* _Given text_:

** start **

My report sets out how a number of meetings with all representative bodies including meetings with parents and carers of … where a number of questions have been raised. The minutes and results of some questions will be sent to all parent carers next week. There is a commitment to work with the school to ensure full up to date needs assessment on each child as soon as possible which will help determine how children’s needs can be met which is very much a sustainable way forward. Should the decision be made tonight to proceed to consultation, a full schedule of consultation events will take place and they’ll be published.

In summary, I want to conclude by saying that considering the closure of a school is difficult and distressing particularly when children have such special needs as the Lyndale School does. It’s clearly important that Lyndale is a place at the centre of our concerns and that the special educational needs assessment improvement test is applied with rigour.

The test requires any future plans to demonstrate our children will maintain the quality of current provision and indeed improve upon it. I recommend that Cabinet agree to consult on closure of the Lyndale School and that I’m authorised to compile and produce the appropriate documentation to start the consultation as soon as is practically possible. Thank you.

CLLR PHIL DAVIES
Thanks Julia very much. OK, so I’m now going to ask Tony Smith whose the Cabinet Member for Childrens Services to make some comments.

CLLR TONY SMITH
OK, thanks for that Chair. Thanks very much Dawn for that. Dawn can I first of all say that I certainly will come round with you and meet with the staff and parents at Lyndale and if necessary spend as many days as possible in the school and can I also make this clear? This is a consultation, the officers have already formed a view on Lyndale School and that.

Having worked in that area I do know the concerns of parents and the environment looking at the school at Lyndale and that. I’m also very conscious that it has been an outstanding service to the Authority. You’ve always had good or outstanding OFSTED reports and that and over the last sort of six or seven years the numbers have been falling in the school and that has to be a bit of a problem and that but I do want to make this very, very clear that with regarding how open and transparent the process is.

If you do need any questions answered, if you do need any officer support I will ensure that you know that that is available and you know anyway that will be allowed like that. No options are out at this stage, I’ll make that clear as well. Even if the options are not in the papers that have been put forward, if people have other options then we will certainly listen to those options as well and that.

We are very lucky I have to say in this Authority to have outstanding special schools. It’s not often the case in local authorities that that happens and that. Whether it’s Lyndale or Elleray or Stanley or the other special schools we do really, really well in the Authority. So we do put our children in special educational needs with a high priority and I want to ensure that continues that way.

If there was any change and I don’t know whether there that would be enough … We will listen to the cuts consultation and that we are happy to say that we do have other outstanding schools and that.

So I don’t want to say much more than that really. I will come round into the school with some other Cabinet Members, they need to come round and making sure that happens as well. If you need help and support from the Authority, if you’ve got any question you want to ask or anything you feel you has to go in then we certainly would support that.

** end **

* _Required task 1_: Pull out every line of the listing below that contains the string "bare".
The listing has no connection to the Lyndale School meeting transcript.

* _Data in this exercise_:
** start **

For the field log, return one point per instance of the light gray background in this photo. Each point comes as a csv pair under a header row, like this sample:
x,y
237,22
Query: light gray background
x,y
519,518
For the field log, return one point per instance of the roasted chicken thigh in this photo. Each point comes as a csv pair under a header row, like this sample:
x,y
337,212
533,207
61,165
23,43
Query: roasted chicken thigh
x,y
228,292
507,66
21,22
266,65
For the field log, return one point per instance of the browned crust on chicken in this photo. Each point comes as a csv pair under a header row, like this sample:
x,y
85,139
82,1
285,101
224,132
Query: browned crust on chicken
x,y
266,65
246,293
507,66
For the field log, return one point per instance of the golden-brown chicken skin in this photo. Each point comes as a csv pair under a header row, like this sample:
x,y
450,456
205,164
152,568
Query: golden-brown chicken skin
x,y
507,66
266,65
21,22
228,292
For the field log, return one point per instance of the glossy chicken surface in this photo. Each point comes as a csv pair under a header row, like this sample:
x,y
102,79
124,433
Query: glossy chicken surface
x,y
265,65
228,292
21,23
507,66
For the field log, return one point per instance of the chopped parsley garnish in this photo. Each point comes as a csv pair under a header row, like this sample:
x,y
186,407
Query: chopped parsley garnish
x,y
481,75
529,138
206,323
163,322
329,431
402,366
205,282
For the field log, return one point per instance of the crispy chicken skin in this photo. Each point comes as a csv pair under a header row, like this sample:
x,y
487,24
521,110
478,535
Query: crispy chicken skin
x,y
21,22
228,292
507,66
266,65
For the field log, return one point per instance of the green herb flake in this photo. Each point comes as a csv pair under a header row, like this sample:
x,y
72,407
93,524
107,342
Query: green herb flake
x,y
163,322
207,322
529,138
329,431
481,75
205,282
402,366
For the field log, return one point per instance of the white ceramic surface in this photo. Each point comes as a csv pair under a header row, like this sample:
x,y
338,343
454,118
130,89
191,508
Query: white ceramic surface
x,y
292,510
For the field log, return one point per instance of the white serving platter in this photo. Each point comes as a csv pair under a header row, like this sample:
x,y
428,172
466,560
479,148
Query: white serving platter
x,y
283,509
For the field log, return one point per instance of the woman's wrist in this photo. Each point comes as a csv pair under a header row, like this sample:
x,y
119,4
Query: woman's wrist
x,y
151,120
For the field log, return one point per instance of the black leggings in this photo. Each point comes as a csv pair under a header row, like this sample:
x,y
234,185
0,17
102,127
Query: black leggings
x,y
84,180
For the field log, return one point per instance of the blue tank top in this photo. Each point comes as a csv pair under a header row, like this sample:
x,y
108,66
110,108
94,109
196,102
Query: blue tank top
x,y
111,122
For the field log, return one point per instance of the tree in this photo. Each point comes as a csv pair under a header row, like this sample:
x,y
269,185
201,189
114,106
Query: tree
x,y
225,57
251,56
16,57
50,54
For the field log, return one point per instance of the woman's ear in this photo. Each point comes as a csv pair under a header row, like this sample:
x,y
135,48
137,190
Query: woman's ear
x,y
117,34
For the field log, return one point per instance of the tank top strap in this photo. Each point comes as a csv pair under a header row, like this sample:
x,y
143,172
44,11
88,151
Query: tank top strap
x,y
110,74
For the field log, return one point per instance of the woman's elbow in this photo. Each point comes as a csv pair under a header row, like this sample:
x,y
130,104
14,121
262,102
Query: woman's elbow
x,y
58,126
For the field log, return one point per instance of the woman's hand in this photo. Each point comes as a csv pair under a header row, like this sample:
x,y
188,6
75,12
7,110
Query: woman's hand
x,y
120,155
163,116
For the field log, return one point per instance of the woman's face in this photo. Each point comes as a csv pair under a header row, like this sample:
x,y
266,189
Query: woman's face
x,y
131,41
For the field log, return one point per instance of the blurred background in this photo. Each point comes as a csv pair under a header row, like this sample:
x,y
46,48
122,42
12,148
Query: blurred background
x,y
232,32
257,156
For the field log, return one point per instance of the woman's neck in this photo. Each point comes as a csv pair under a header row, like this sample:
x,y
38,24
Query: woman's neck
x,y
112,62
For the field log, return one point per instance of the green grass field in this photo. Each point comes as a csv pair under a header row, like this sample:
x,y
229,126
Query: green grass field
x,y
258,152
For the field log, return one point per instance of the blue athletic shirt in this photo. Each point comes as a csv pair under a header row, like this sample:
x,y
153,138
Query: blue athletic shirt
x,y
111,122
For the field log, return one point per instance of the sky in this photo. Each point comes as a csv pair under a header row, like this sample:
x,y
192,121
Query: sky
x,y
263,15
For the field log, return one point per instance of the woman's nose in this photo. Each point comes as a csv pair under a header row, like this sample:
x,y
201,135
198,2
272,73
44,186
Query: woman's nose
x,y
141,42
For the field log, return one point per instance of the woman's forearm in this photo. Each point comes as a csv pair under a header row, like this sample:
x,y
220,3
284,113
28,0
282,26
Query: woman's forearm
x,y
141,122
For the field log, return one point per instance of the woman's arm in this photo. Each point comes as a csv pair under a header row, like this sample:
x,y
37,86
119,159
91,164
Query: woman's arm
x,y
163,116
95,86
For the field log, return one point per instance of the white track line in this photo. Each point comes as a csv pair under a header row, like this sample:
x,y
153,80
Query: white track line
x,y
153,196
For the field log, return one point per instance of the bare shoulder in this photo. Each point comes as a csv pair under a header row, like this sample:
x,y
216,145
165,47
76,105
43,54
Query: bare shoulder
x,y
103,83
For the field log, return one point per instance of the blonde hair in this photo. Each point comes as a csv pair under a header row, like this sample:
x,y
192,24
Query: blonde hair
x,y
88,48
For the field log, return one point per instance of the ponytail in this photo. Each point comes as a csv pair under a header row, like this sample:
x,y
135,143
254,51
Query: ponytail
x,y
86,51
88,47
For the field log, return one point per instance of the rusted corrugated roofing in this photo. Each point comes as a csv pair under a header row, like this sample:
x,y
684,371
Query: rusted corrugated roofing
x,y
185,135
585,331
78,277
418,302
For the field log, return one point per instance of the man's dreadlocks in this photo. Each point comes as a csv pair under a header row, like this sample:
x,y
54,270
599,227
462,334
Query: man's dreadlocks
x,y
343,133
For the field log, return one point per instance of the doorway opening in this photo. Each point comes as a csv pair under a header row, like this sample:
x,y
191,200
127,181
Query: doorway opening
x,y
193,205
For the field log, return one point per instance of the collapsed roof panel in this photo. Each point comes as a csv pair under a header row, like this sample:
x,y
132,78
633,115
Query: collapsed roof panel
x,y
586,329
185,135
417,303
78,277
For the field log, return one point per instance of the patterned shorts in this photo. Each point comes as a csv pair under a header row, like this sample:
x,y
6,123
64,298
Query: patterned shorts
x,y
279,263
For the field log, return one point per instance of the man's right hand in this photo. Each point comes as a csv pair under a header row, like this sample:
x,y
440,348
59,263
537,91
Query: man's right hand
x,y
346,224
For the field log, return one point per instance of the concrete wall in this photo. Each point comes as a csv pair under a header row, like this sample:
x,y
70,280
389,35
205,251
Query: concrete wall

** end **

* _Required task 2_: From the Lyndale School meeting transcript, copy the passage from "CLLR PHIL DAVIES" up to and including "School and that.".

* _Exercise response 1_:
For the field log, return one point per instance of the bare shoulder in this photo. Each point comes as a csv pair under a header row, like this sample:
Query: bare shoulder

* _Exercise response 2_:
CLLR PHIL DAVIES
Thanks Julia very much. OK, so I’m now going to ask Tony Smith whose the Cabinet Member for Childrens Services to make some comments.

CLLR TONY SMITH
OK, thanks for that Chair. Thanks very much Dawn for that. Dawn can I first of all say that I certainly will come round with you and meet with the staff and parents at Lyndale and if necessary spend as many days as possible in the school and can I also make this clear? This is a consultation, the officers have already formed a view on Lyndale School and that.